**书面题目:** 把下面所有记录逐行改写成 Markdown 表格，列名分别为“行号”和“内容”，空行不要列入。

___ 数据记录

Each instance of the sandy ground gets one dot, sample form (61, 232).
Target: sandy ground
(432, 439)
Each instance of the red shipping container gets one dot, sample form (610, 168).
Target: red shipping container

______

**正确答案:**
| 行号 | 内容 |
|---|---|
| 1 | Each instance of the sandy ground gets one dot, sample form (61, 232). |
| 2 | Target: sandy ground |
| 3 | (432, 439) |
| 4 | Each instance of the red shipping container gets one dot, sample form (610, 168). |
| 5 | Target: red shipping container |